__INFORMATION SUPPLIED__
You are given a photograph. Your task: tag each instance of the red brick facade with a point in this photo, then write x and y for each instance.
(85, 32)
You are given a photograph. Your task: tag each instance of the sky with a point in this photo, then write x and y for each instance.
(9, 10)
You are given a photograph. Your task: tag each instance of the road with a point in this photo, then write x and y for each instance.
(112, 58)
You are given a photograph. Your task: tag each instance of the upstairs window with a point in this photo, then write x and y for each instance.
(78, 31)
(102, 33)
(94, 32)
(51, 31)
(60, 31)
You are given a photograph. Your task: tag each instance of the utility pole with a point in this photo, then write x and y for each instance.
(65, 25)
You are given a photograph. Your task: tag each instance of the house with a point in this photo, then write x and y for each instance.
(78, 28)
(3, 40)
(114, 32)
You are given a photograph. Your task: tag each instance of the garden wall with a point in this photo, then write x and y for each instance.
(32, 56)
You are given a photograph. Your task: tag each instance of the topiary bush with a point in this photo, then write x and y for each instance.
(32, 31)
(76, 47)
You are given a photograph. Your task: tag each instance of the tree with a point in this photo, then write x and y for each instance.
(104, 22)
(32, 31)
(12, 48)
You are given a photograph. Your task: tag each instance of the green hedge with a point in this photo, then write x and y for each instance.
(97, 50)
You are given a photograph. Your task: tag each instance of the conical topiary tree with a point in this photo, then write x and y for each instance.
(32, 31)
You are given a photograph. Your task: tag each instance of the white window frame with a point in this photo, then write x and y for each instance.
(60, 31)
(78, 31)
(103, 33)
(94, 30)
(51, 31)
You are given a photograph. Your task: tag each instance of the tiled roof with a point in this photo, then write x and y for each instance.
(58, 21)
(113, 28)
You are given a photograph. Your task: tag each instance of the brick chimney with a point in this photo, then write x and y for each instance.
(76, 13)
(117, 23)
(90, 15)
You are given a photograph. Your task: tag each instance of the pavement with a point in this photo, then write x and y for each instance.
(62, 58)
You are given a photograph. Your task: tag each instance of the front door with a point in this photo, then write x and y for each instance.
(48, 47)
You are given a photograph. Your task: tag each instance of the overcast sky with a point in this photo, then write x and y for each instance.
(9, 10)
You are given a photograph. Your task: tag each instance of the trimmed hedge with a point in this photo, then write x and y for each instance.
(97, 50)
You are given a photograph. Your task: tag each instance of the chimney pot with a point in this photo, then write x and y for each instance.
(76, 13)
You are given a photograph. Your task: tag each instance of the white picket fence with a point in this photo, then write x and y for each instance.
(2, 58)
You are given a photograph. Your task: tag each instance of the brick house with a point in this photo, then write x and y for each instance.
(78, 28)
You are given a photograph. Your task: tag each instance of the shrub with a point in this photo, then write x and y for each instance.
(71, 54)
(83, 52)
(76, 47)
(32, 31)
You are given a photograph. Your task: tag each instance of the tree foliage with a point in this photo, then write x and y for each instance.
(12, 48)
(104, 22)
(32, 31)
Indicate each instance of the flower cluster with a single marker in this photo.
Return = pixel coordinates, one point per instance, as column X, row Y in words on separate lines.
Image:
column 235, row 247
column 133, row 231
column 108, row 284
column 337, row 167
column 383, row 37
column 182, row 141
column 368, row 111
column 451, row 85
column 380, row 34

__WORK REQUEST__
Give back the whole listing. Match it exactly.

__EXERCISE RESPONSE__
You are given a photograph. Your task: tag each instance of the red brick facade with a point in this photo, then write x and y for each instance.
(85, 32)
You are given a photograph. Your task: tag each instance of the sky with a point in this photo, then write x and y for each instance.
(9, 10)
You are given a photograph. Your task: tag each instance of the road with a point in this photo, then write x and y for each instance.
(112, 58)
You are given a photograph. Your task: tag each instance of the upstairs window with a point in this photo, then write x and y for each instance.
(78, 31)
(102, 33)
(94, 32)
(51, 31)
(60, 31)
You are given a photograph. Your task: tag each instance of the utility pole with a point in this photo, then write x and y for each instance.
(65, 25)
You are given a photograph. Your task: tag each instance of the house with a point in this photo, then write x and y for each instance.
(78, 28)
(3, 40)
(114, 32)
You are given a photograph. Your task: tag each instance of the garden wall with a point in this photo, then write x and y for each instance.
(32, 56)
You are given a photograph. Your task: tag each instance of the topiary bush with a point in this photo, then write x and y for each instance.
(32, 31)
(76, 47)
You are given a photograph. Your task: tag each instance of the tree with a point in this photo, then write x and y for each instance.
(104, 22)
(32, 31)
(12, 48)
You are given a photograph. Your task: tag each instance of the green hedge with a point in this photo, then write x and y for each instance.
(97, 50)
You are given a photograph. Your task: tag each instance of the conical topiary tree with a point in this photo, then write x and y for each instance.
(32, 31)
You are given a photograph. Your task: tag each instance of the white window frame with a point in this photo, then write x and y for each instance.
(60, 31)
(78, 31)
(103, 33)
(94, 30)
(51, 31)
You are given a photograph. Your task: tag each instance of the tiled roof with a point in this photo, then write x and y for each instance.
(58, 21)
(113, 28)
You are given a photograph. Your task: tag each instance of the brick chimney with a point in this photo, then write x and y for each instance.
(76, 13)
(117, 23)
(90, 15)
You are given a photograph. Your task: tag each instance of the pavement with a point in this photo, then write x and y for each instance.
(62, 58)
You are given a photograph. Your task: tag each instance of the front door with a point in this photo, then write x and y for each instance.
(48, 47)
You are given a photograph. Your task: tag each instance of the overcast sky with a point in this photo, then write x and y for each instance.
(9, 10)
You are given a photograph. Your task: tag each instance of the trimmed hedge with a point in this photo, then write x and y for each instance.
(97, 50)
You are given a photograph. Your task: tag each instance of the chimney pot with a point in this photo, then write x and y for each instance.
(76, 13)
You are given a photograph. Your task: tag each instance of the white picket fence with a point in this photo, then write x and y for each instance.
(2, 58)
You are given a photograph. Your task: tag each instance of the brick house with a point in this photo, then write x and y for each instance.
(78, 28)
You are given a photograph. Your task: tag each instance of the shrub with a point in this photo, then write x and y for each instance.
(71, 54)
(83, 52)
(76, 47)
(32, 31)
You are given a photograph. Your task: tag each instance of the tree foliage with a point in this photo, then write x and y for each instance.
(12, 48)
(104, 22)
(32, 31)
Indicate each instance of the flower cluster with a single marker in this photo.
Return = pixel coordinates, one point per instance, as column X, row Y in words on separate lines.
Image:
column 235, row 247
column 133, row 231
column 108, row 284
column 337, row 167
column 383, row 37
column 182, row 141
column 368, row 111
column 451, row 85
column 380, row 34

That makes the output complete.